__Requirement__.
Write out the entries again exactly as they are given.

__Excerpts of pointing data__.
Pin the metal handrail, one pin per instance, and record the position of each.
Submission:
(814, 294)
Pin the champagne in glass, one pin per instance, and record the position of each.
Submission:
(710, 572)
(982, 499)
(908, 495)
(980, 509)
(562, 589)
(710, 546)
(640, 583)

__Solution__.
Pin the metal handrail, one pin per instance, and record the position of each.
Submission:
(814, 294)
Pin the champagne in glass, one pin per instance, and record the position of each.
Submission:
(710, 572)
(982, 499)
(908, 495)
(980, 509)
(562, 589)
(710, 546)
(640, 583)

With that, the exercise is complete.